__Task description__
All of the records below need to be copied exactly.
Start
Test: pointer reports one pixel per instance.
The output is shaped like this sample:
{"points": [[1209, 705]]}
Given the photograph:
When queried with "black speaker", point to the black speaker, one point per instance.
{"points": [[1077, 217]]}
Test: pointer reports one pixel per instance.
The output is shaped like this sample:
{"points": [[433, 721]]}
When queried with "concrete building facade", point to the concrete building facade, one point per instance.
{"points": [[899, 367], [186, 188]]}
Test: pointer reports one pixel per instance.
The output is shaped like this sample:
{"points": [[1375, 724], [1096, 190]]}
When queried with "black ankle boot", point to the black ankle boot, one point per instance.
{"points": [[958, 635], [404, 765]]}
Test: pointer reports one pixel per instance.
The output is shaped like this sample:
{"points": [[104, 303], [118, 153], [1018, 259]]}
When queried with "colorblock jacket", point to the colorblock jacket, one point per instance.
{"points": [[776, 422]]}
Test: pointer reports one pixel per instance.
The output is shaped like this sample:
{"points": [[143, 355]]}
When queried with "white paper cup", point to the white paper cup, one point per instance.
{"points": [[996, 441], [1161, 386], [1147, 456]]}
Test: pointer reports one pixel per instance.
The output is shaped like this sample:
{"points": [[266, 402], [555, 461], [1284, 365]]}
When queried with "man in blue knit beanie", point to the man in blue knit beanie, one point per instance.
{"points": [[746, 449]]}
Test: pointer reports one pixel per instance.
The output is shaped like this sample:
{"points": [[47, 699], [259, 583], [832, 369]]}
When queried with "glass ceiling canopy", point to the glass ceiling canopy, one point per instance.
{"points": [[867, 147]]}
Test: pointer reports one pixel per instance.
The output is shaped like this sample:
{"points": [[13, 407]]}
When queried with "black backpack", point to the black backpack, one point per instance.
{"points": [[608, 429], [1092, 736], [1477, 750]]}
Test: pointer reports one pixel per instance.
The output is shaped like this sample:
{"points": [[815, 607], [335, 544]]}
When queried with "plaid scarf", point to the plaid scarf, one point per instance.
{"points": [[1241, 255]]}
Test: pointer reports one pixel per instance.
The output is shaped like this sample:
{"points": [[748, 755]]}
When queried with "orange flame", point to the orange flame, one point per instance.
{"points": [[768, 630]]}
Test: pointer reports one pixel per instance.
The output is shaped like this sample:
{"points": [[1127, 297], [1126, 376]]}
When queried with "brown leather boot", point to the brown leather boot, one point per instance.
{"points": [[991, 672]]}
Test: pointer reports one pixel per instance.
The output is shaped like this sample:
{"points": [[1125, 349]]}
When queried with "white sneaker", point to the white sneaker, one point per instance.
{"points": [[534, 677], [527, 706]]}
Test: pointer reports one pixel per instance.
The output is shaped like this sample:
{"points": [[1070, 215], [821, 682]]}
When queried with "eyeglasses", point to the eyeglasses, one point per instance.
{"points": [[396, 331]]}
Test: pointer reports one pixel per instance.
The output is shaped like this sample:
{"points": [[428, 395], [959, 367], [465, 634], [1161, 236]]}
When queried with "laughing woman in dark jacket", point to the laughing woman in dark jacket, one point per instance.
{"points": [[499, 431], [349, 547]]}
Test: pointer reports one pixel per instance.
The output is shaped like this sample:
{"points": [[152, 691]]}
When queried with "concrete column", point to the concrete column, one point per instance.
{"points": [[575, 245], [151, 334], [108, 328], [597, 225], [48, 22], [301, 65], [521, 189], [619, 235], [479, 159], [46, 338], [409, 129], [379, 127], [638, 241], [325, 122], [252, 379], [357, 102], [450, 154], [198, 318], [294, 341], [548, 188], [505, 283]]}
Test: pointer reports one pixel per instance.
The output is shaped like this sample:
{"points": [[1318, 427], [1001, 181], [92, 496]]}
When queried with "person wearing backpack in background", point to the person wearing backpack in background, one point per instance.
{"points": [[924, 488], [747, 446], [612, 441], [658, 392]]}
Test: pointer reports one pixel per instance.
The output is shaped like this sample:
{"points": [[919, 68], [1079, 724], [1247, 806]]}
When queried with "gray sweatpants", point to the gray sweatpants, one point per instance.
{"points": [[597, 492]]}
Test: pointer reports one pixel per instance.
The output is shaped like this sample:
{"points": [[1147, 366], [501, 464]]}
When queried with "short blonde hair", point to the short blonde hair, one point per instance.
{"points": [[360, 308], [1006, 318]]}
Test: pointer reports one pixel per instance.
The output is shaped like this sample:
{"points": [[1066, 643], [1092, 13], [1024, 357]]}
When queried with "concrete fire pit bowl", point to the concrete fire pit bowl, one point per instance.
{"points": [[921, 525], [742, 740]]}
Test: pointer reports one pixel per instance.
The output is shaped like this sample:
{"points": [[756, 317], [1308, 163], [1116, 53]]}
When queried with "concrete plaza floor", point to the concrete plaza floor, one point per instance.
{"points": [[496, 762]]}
End
__The response__
Test: pointer reports one pixel per instance.
The output is shaped like this sample:
{"points": [[1209, 705]]}
Given the photograph:
When queried with "black speaker", point to the black speaker, one point per instance.
{"points": [[1077, 217]]}
Test: pointer reports one pixel per instance.
The output is shaped like this sample:
{"points": [[433, 721]]}
When queried with "concrete building facade", point to the concrete building facade, one point per instance.
{"points": [[899, 367], [186, 188]]}
Test: pointer reports one pixel per instance.
The output is shaped like this sample:
{"points": [[1375, 724], [1096, 190]]}
When queried with "black ankle boot", point to the black ankle boot, one point per instance.
{"points": [[958, 635], [404, 765]]}
Test: pointer reports one pixel per instance.
The output is shaped like this sample:
{"points": [[104, 303], [118, 153], [1018, 259]]}
When queried with "colorblock jacket", point to the colorblock jacket, one point per instance.
{"points": [[776, 422]]}
Test: pointer reports one pixel per instance.
The output is shaped like this sample:
{"points": [[143, 355]]}
When queried with "white paper cup", point to the white paper cup, one point per instance.
{"points": [[996, 441], [1161, 386], [1147, 456]]}
Test: pointer reports one pixel per instance.
The output is shaped like this sample:
{"points": [[266, 402], [555, 461], [1284, 365]]}
When queried with "man in blue knit beanie", point to the man in blue knit beanie, one point per instance.
{"points": [[746, 449]]}
Test: pointer reports one pixel per instance.
The output is shaped like this sample:
{"points": [[47, 699], [259, 583], [832, 369]]}
When queried with "glass ceiling canopy", point to the glass ceiling canopy, one point per instance.
{"points": [[867, 147]]}
Test: pointer reports one pixel per instance.
The output is shaped like this sample:
{"points": [[13, 407]]}
When queried with "black backpack", point to the black backpack, one point per instance.
{"points": [[608, 429], [1092, 736], [1477, 750]]}
Test: pointer reports one pixel per instance.
The output is shaped like this sample:
{"points": [[815, 607], [335, 544]]}
When queried with "plaid scarf", point to the plaid scarf, one point per instance.
{"points": [[1241, 255]]}
Test: pointer reports one pixel per instance.
The output is shaped like this sample:
{"points": [[748, 755]]}
When queried with "orange flame", point to the orange flame, one point per instance.
{"points": [[768, 630]]}
Test: pointer reports one pixel per instance.
The output is shaped like this sample:
{"points": [[1127, 297], [1126, 376]]}
When queried with "brown leather boot", point to the brown leather boot, one point per instance.
{"points": [[991, 672]]}
Test: pointer reports one pixel per instance.
The output is shaped like this sample:
{"points": [[1125, 349]]}
When queried with "white sneaker", point to the white sneaker, one point per instance.
{"points": [[534, 677], [527, 706]]}
Test: pointer reports one pixel per instance.
The output is shaped like this sample:
{"points": [[1070, 215], [821, 682]]}
When queried with "eyeglasses", point to the eyeglasses, one point per instance.
{"points": [[396, 331]]}
Test: pointer reports one pixel per instance.
The output is shaped like this sample:
{"points": [[428, 395], [959, 367], [465, 634], [1161, 236]]}
When queried with "laughing woman in dark jacket", point to the laughing woman in dark jacket, one point per instance.
{"points": [[499, 431], [349, 547]]}
Test: pointer reports one pixel per instance.
The output is shaped like this sample:
{"points": [[152, 691]]}
When queried with "concrete column", point to the concrete column, one point per instance.
{"points": [[575, 245], [151, 334], [108, 328], [597, 225], [48, 22], [301, 65], [521, 189], [619, 235], [479, 159], [46, 338], [409, 129], [379, 127], [638, 241], [325, 122], [252, 379], [357, 102], [450, 154], [198, 318], [294, 341], [548, 188], [505, 283]]}
Test: pointer reports one pixel per instance.
The output is shaped like this sample:
{"points": [[1318, 427], [1001, 181], [92, 496]]}
When queried with "person wearing backpack in background", point to the person wearing backpack in background, one point per instance.
{"points": [[924, 488], [747, 446], [612, 441], [658, 392]]}
Test: pointer reports one pixel per instance.
The output is shaped like this sample:
{"points": [[919, 68], [1079, 724], [1247, 806]]}
When queried with "gray sweatpants", point to the gray sweatpants, one point per instance.
{"points": [[597, 492]]}
Test: pointer reports one pixel per instance.
The output is shaped like this sample:
{"points": [[1147, 366], [501, 464]]}
When queried with "short blonde hair", point to the short blonde hair, one point per instance.
{"points": [[360, 308], [1006, 318]]}
Test: pointer reports one pixel per instance.
The output is shaped like this sample:
{"points": [[1066, 643], [1092, 13], [1024, 357]]}
When queried with "concrete fire pit bowl", point to the concrete fire pit bowl, one point per instance.
{"points": [[921, 525], [742, 740]]}
Test: pointer reports one pixel per instance.
The output is shaped like this sample:
{"points": [[756, 317], [1308, 163], [1116, 53]]}
When queried with "concrete plaza floor", point to the concrete plaza floor, one point per instance.
{"points": [[496, 762]]}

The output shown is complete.